Sementara itu, peneliti Elsam Parasurama Pamungkas menilai, pasal penghinaan presiden terutama Pasal 218 adalah pasal kolonial. Ia beralasan, pasal ini berangkat dari nuansa "Koning of der Koningin” atau penghinaan pada raja, bukan untuk kepala pemerintahan.
“Pemerintah keliru jika membandingkan diri dengan sistem monarki, sebab bagi Indonesia tidaklah relevan,” kata Parasurama saat dihubungi reporter Tirto, Jumat (9/7/2022).
Ia mengingatkan, keberadaan Pasal 218 menandakan ada perbedaan hukum antara presiden/wakil presiden dengan warga negara. Hal itu, kata Parasurama, bertentangan dengan konstitusi. “Pun penghinaan ini dilihat sebagai mala in se, semestinya tidak membedakan objeknya presiden atau bukan. Sehingga lebih baik pasal ini dihapus saja,” kata Parasurama.

* _ARAHAN TUGAS A_
Salin teks tentang pasal penghinaan presiden di atas tanpa perubahan, mulai dari "Sementara itu, peneliti" sampai dengan "untuk kepala pemerintahan.".
Teks tentang pasal penghinaan presiden tidak berhubungan dengan entri di bawahnya.

* _BAHAN LATIHAN_

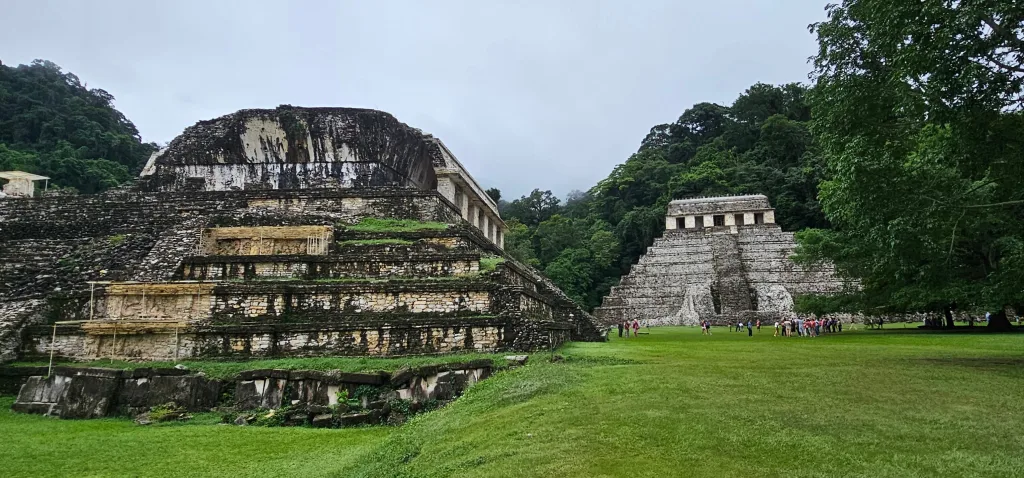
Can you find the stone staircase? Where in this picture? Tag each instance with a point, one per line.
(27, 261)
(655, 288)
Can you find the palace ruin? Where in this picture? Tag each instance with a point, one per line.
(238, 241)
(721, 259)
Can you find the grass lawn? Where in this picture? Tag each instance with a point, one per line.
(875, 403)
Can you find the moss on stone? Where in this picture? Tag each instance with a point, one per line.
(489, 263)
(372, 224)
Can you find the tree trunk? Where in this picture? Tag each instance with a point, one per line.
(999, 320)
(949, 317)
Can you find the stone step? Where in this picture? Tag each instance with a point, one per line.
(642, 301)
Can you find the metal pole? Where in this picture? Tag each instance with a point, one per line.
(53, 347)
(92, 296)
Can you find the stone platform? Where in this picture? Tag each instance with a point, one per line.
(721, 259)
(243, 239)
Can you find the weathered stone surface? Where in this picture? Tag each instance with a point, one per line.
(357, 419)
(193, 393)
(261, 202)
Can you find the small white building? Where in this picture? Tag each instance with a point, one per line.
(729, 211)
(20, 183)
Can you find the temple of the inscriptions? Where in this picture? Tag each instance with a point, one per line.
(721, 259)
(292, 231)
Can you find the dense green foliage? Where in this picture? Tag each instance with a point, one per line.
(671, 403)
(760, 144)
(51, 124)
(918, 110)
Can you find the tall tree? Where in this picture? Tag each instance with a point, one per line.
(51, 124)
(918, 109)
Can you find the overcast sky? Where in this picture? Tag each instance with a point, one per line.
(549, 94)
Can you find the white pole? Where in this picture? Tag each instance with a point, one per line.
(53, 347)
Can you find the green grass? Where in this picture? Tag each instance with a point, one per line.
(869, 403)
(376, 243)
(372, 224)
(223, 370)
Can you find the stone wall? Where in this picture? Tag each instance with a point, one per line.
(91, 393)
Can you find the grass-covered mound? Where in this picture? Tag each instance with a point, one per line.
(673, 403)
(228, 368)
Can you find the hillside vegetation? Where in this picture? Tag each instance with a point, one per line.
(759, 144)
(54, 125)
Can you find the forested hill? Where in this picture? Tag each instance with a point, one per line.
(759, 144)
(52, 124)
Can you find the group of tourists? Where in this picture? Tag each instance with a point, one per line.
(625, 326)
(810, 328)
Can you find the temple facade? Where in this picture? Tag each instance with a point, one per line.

* _ARAHAN TUGAS B_
Tolong hitung berapa baris dalam entri di atas yang memuat kata "temple", dengan huruf besar dan kecil dibedakan. Jawab hanya dengan angkanya.

* _HASIL AKHIR A_
Sementara itu, peneliti Elsam Parasurama Pamungkas menilai, pasal penghinaan presiden terutama Pasal 218 adalah pasal kolonial. Ia beralasan, pasal ini berangkat dari nuansa "Koning of der Koningin” atau penghinaan pada raja, bukan untuk kepala pemerintahan.

* _HASIL AKHIR B_
2